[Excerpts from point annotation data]
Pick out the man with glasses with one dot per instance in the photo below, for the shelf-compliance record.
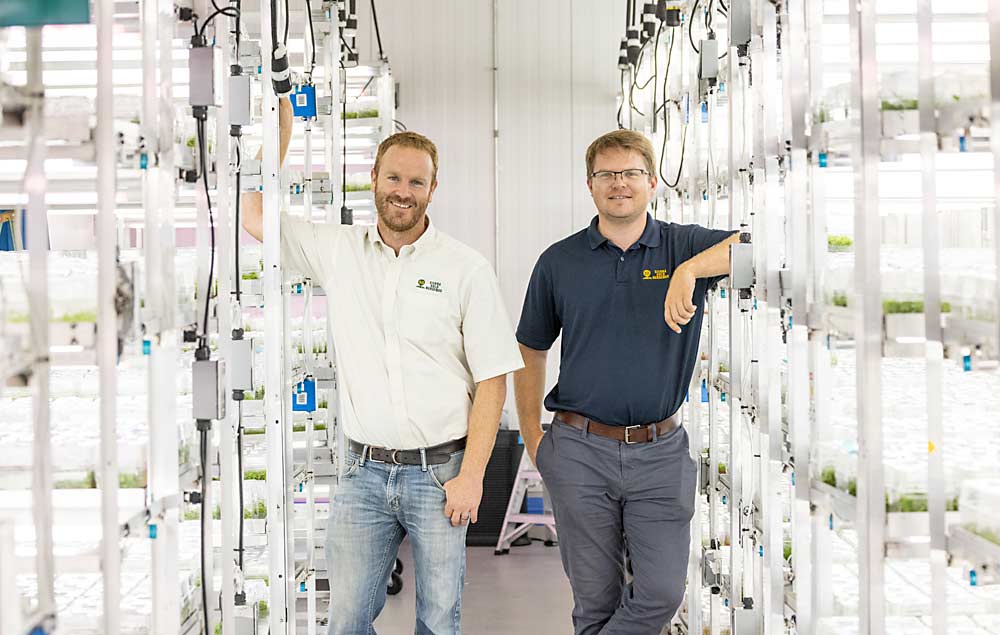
(627, 295)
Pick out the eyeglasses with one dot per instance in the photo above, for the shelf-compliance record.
(607, 176)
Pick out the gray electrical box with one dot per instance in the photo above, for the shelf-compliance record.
(241, 364)
(239, 100)
(208, 390)
(708, 67)
(205, 76)
(741, 264)
(739, 22)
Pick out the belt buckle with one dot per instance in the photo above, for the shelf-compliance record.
(628, 434)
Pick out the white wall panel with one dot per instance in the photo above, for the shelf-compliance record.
(557, 84)
(441, 53)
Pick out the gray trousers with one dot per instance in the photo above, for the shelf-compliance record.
(608, 496)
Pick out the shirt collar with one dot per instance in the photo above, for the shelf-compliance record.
(650, 235)
(424, 242)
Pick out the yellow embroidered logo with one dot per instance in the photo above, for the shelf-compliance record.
(429, 285)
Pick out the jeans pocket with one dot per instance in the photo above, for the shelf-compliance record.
(444, 472)
(542, 447)
(689, 484)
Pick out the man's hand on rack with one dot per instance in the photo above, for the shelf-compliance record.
(285, 120)
(464, 493)
(678, 306)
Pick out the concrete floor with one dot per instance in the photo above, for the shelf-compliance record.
(524, 592)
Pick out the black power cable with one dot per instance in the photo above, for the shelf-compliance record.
(378, 35)
(200, 114)
(312, 39)
(205, 528)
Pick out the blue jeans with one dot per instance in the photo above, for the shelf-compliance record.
(375, 505)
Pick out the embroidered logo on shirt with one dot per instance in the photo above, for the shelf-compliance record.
(429, 285)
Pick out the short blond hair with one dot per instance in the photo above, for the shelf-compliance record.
(408, 140)
(624, 140)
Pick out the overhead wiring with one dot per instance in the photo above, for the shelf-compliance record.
(378, 34)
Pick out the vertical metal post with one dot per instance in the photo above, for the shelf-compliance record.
(226, 308)
(932, 322)
(288, 470)
(38, 299)
(868, 334)
(769, 242)
(797, 173)
(158, 123)
(274, 352)
(310, 564)
(10, 599)
(994, 17)
(107, 320)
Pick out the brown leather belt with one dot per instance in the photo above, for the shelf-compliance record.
(625, 434)
(436, 455)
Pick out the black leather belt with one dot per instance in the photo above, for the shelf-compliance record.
(436, 455)
(625, 434)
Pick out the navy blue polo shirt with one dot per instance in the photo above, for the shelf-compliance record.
(620, 362)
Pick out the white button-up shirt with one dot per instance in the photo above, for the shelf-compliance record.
(413, 333)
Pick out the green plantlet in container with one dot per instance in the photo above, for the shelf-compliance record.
(136, 480)
(894, 307)
(909, 503)
(258, 511)
(900, 104)
(79, 317)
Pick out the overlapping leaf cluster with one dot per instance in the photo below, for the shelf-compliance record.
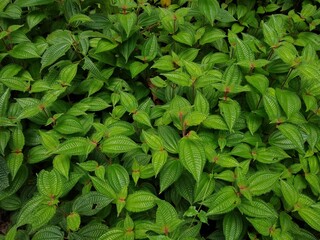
(131, 120)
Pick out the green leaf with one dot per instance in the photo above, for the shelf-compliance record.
(204, 187)
(24, 50)
(142, 117)
(259, 82)
(211, 35)
(290, 194)
(293, 134)
(50, 183)
(129, 102)
(16, 183)
(152, 140)
(68, 124)
(68, 73)
(159, 158)
(140, 201)
(80, 17)
(170, 173)
(167, 217)
(117, 177)
(233, 225)
(49, 232)
(137, 67)
(257, 208)
(170, 138)
(75, 146)
(262, 182)
(215, 122)
(179, 78)
(210, 9)
(49, 140)
(103, 187)
(223, 201)
(73, 221)
(192, 156)
(118, 144)
(14, 162)
(32, 3)
(289, 101)
(61, 163)
(90, 203)
(149, 49)
(311, 216)
(263, 226)
(15, 83)
(230, 111)
(4, 172)
(128, 22)
(271, 105)
(53, 53)
(194, 118)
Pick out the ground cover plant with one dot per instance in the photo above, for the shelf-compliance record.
(180, 119)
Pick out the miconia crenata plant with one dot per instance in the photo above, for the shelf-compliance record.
(179, 119)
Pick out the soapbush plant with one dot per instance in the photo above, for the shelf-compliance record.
(182, 119)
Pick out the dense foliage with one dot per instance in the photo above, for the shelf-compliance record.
(182, 119)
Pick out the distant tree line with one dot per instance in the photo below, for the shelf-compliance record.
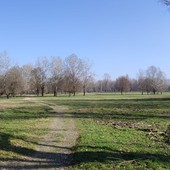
(71, 75)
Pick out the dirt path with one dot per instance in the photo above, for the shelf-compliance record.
(54, 149)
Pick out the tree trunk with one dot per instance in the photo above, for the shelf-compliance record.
(55, 91)
(42, 91)
(84, 90)
(74, 90)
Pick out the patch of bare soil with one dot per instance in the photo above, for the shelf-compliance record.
(119, 124)
(54, 149)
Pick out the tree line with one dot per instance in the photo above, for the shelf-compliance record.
(70, 75)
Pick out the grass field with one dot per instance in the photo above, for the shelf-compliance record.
(115, 131)
(21, 126)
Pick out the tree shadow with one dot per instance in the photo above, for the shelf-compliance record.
(30, 158)
(46, 160)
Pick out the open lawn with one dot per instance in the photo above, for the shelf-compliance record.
(115, 131)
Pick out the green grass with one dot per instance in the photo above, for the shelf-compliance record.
(21, 126)
(115, 131)
(120, 131)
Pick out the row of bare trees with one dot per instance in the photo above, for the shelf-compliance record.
(152, 80)
(71, 75)
(46, 76)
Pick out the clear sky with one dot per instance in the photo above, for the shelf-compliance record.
(118, 36)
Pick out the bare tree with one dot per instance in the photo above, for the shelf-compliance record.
(43, 67)
(157, 79)
(106, 83)
(73, 73)
(35, 80)
(166, 2)
(26, 73)
(122, 84)
(87, 75)
(13, 81)
(57, 74)
(4, 62)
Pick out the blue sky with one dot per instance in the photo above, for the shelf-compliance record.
(118, 36)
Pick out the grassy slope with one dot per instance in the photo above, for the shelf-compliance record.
(22, 123)
(120, 131)
(116, 131)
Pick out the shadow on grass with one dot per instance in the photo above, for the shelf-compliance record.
(46, 160)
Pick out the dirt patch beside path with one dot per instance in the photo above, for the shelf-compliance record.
(54, 149)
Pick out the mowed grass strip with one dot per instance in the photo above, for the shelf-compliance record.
(22, 124)
(120, 133)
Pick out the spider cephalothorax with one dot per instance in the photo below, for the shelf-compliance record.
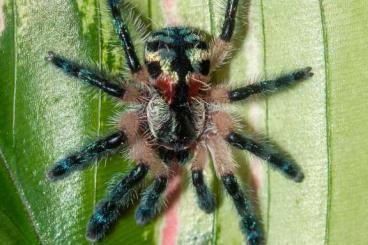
(177, 60)
(177, 121)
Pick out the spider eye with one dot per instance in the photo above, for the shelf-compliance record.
(154, 69)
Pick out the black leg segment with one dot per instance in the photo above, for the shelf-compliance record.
(123, 32)
(83, 158)
(107, 211)
(205, 198)
(73, 69)
(270, 86)
(149, 205)
(267, 152)
(229, 23)
(248, 220)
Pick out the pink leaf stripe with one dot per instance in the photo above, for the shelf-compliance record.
(170, 228)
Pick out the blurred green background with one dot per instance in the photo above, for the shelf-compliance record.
(322, 122)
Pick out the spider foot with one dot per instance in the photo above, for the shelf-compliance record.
(143, 216)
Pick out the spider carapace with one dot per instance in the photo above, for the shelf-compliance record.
(177, 118)
(178, 64)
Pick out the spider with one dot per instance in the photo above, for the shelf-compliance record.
(179, 119)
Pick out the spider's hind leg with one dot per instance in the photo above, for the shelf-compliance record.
(150, 203)
(248, 222)
(84, 157)
(205, 197)
(108, 210)
(225, 167)
(266, 151)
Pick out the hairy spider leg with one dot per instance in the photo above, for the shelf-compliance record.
(83, 158)
(205, 198)
(267, 152)
(221, 47)
(91, 77)
(229, 22)
(249, 222)
(123, 32)
(108, 210)
(270, 86)
(150, 203)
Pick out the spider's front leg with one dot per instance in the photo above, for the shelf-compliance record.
(221, 46)
(93, 78)
(222, 95)
(121, 28)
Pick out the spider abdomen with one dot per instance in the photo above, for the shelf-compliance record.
(178, 128)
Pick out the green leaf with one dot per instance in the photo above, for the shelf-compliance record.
(321, 122)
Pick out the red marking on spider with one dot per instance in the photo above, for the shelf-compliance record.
(197, 83)
(167, 88)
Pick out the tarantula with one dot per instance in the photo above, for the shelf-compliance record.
(177, 121)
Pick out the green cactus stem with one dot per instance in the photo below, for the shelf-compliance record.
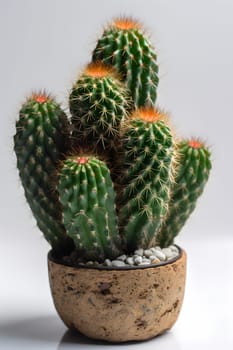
(98, 104)
(39, 143)
(125, 46)
(192, 174)
(88, 201)
(149, 153)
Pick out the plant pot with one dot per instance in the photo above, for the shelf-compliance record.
(118, 304)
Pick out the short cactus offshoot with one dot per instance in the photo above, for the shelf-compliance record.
(40, 143)
(98, 104)
(148, 154)
(88, 202)
(113, 177)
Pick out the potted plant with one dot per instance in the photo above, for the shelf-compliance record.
(110, 188)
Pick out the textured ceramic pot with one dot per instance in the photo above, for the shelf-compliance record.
(119, 304)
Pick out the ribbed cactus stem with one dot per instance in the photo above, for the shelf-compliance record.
(39, 143)
(192, 174)
(125, 46)
(98, 104)
(88, 201)
(148, 149)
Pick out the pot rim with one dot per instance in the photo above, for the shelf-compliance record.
(51, 257)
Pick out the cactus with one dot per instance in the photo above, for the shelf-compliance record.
(112, 179)
(88, 201)
(148, 148)
(192, 174)
(40, 141)
(125, 46)
(98, 104)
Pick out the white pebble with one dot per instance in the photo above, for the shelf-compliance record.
(107, 262)
(168, 252)
(118, 263)
(153, 257)
(121, 257)
(147, 252)
(160, 255)
(145, 263)
(174, 249)
(137, 260)
(130, 261)
(139, 252)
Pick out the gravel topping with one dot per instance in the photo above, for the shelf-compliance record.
(141, 257)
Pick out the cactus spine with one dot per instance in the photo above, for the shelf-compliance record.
(40, 141)
(148, 148)
(71, 170)
(125, 46)
(192, 174)
(98, 104)
(88, 201)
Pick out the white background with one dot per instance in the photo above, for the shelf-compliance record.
(44, 44)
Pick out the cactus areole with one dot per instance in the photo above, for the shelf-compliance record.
(109, 184)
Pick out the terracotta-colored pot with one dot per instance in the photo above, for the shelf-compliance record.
(119, 304)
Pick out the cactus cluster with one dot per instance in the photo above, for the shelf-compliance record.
(113, 176)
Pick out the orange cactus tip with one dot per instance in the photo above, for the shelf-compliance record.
(126, 24)
(40, 98)
(82, 160)
(98, 70)
(195, 143)
(150, 115)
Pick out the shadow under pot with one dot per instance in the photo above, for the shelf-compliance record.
(118, 304)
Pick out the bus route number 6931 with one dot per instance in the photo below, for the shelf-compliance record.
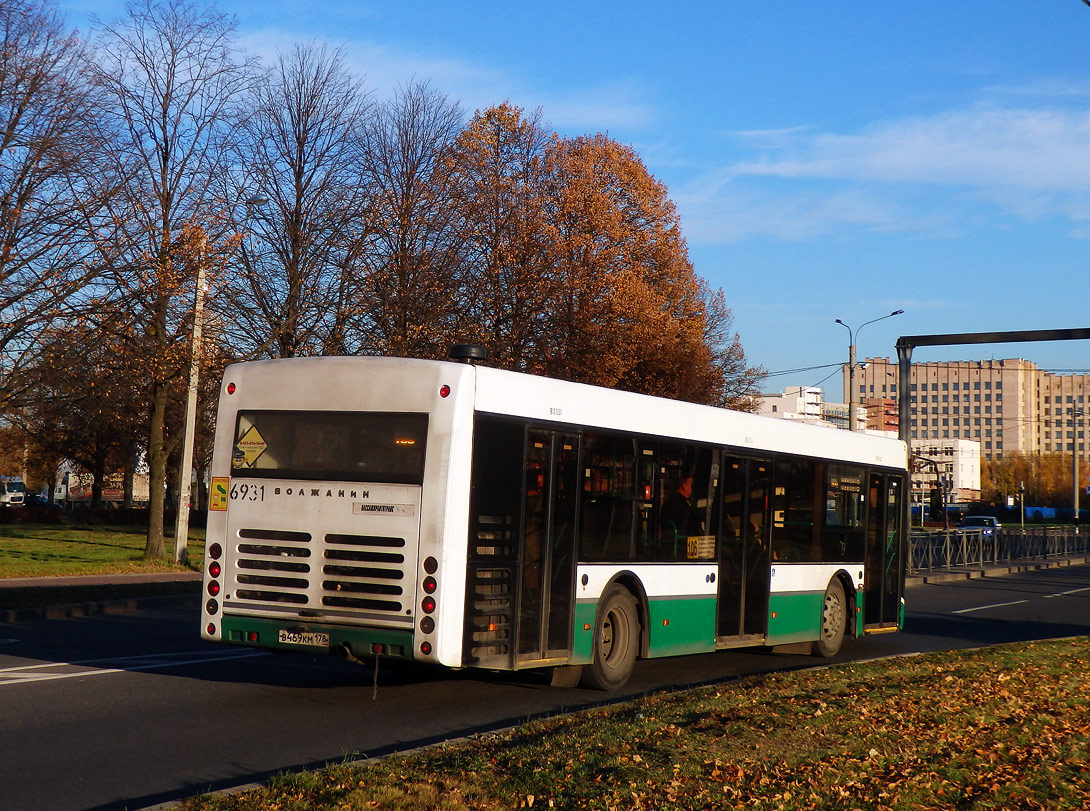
(247, 493)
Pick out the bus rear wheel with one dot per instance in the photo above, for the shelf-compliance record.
(616, 640)
(834, 620)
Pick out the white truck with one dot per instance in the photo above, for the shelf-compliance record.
(12, 492)
(75, 489)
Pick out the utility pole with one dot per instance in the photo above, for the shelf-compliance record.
(852, 395)
(185, 473)
(1076, 414)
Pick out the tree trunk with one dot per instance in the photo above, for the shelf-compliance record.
(157, 463)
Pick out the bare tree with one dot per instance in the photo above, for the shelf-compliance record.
(50, 185)
(413, 257)
(498, 164)
(176, 81)
(298, 180)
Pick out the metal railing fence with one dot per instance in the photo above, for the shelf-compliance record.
(967, 548)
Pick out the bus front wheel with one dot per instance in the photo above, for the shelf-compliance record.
(616, 640)
(834, 619)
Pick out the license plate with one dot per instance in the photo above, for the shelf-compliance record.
(314, 639)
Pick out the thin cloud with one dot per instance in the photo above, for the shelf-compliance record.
(933, 174)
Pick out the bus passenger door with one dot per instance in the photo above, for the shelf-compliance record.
(745, 567)
(884, 565)
(547, 554)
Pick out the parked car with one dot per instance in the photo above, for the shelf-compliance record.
(983, 524)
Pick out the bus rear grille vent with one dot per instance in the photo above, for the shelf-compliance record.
(273, 566)
(494, 536)
(364, 571)
(493, 600)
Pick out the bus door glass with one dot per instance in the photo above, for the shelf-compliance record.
(882, 602)
(548, 531)
(745, 570)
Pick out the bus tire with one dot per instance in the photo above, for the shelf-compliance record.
(616, 641)
(834, 620)
(566, 676)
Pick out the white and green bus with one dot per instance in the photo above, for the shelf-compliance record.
(463, 516)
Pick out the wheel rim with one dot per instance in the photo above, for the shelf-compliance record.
(613, 638)
(832, 616)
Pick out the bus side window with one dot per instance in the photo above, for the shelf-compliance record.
(608, 498)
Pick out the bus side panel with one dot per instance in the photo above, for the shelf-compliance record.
(680, 625)
(797, 597)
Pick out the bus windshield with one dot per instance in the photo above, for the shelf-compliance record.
(336, 446)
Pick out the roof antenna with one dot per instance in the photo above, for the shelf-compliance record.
(468, 353)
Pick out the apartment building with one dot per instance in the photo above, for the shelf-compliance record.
(1008, 406)
(808, 403)
(951, 462)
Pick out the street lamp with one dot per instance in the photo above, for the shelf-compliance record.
(1076, 415)
(852, 334)
(185, 473)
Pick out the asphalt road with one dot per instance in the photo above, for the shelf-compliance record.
(130, 711)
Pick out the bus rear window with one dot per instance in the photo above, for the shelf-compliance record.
(329, 445)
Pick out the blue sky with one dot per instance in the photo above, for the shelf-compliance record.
(828, 160)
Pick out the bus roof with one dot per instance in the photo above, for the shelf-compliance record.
(565, 403)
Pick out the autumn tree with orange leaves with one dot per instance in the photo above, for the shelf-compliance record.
(326, 225)
(577, 267)
(51, 188)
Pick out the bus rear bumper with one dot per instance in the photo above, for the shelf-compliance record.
(347, 642)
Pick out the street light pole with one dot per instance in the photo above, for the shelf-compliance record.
(1076, 414)
(852, 334)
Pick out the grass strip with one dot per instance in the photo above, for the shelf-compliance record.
(994, 728)
(31, 551)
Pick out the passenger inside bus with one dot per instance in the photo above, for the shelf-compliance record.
(677, 517)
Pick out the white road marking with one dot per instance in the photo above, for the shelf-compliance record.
(1064, 594)
(985, 607)
(52, 670)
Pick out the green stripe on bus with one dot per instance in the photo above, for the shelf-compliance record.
(795, 617)
(582, 639)
(237, 630)
(678, 626)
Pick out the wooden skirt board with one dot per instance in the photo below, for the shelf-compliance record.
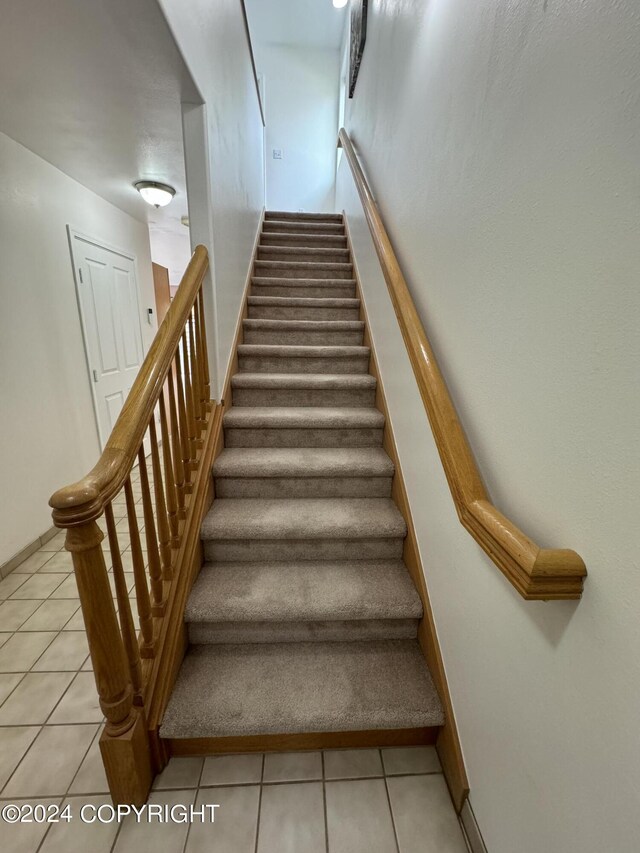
(304, 741)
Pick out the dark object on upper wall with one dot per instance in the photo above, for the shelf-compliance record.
(358, 38)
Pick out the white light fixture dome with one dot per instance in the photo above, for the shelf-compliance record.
(158, 195)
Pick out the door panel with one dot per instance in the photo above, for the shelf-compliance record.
(109, 307)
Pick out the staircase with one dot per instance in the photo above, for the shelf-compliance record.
(303, 620)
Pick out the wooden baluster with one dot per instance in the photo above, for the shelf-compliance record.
(164, 535)
(189, 397)
(170, 483)
(176, 442)
(155, 571)
(127, 628)
(195, 378)
(143, 601)
(200, 361)
(124, 744)
(182, 412)
(205, 356)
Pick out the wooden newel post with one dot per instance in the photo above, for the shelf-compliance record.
(124, 743)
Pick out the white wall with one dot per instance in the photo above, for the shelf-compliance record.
(48, 436)
(301, 104)
(213, 42)
(501, 140)
(170, 249)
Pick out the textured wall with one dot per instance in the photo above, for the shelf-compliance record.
(301, 103)
(213, 42)
(501, 139)
(48, 436)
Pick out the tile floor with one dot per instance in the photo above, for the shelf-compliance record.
(338, 801)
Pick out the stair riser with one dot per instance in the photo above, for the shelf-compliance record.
(284, 550)
(280, 437)
(303, 487)
(211, 633)
(301, 216)
(278, 269)
(326, 241)
(350, 398)
(299, 312)
(306, 254)
(300, 337)
(293, 364)
(305, 291)
(296, 226)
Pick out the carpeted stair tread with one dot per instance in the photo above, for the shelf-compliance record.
(298, 225)
(273, 688)
(310, 518)
(298, 215)
(305, 591)
(312, 381)
(305, 325)
(302, 302)
(301, 351)
(303, 462)
(311, 417)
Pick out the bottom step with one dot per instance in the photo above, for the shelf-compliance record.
(285, 688)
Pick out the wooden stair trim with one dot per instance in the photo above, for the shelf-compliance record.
(537, 573)
(448, 742)
(359, 739)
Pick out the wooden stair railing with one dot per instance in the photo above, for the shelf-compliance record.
(169, 421)
(537, 573)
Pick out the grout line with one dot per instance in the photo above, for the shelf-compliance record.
(324, 804)
(255, 849)
(393, 820)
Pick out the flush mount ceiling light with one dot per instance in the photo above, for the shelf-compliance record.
(158, 195)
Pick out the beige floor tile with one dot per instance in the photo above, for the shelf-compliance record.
(180, 773)
(51, 615)
(231, 769)
(67, 589)
(358, 817)
(38, 586)
(9, 585)
(67, 652)
(13, 614)
(33, 563)
(78, 837)
(51, 763)
(292, 819)
(236, 821)
(292, 766)
(80, 703)
(21, 652)
(91, 778)
(60, 562)
(154, 836)
(424, 816)
(8, 681)
(14, 742)
(352, 763)
(76, 623)
(25, 837)
(34, 698)
(411, 760)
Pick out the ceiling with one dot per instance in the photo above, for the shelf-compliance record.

REQUEST
Repeat the lines from the one containing "Pick out the carpeted" through the end of the listing, exactly and without any other lines; both ends are included.

SOLVED PROBLEM
Pick out the carpeted stair tread with one dot per instance in the photo above, for the shelf-compliance record.
(298, 225)
(273, 688)
(310, 518)
(298, 215)
(305, 591)
(312, 381)
(305, 325)
(302, 302)
(301, 351)
(303, 462)
(311, 417)
Pick out the bottom step with one dot per instance in the photo above, for the shelf-compliance record.
(285, 688)
Pick out the wooden stair trim with one dot per instance in the photo above, for the shelf-compliance record.
(537, 573)
(448, 742)
(359, 739)
Pick out the wooden stair railing with one dot per instance in the photo above, for the shelf-compliance record.
(169, 421)
(537, 573)
Pick out the grout line with one dot per instance in the photo above, for the shelf-compliance record.
(324, 804)
(255, 849)
(393, 820)
Pick out the flush mount ceiling light with one dot per instance in the photo above, for the shelf-compliance record.
(158, 195)
Pick out the beige floor tile with one dot per instance in the photo above, for the shelf-compliance record.
(180, 773)
(51, 615)
(231, 769)
(67, 589)
(358, 817)
(38, 586)
(9, 585)
(67, 652)
(13, 614)
(33, 563)
(78, 837)
(51, 763)
(292, 819)
(236, 821)
(292, 766)
(80, 703)
(21, 652)
(91, 778)
(60, 562)
(154, 836)
(424, 816)
(8, 681)
(14, 742)
(352, 763)
(76, 623)
(25, 837)
(34, 698)
(411, 760)
Pick out the ceiling with one dot per instance in the photo above, for the shelf-compliance record.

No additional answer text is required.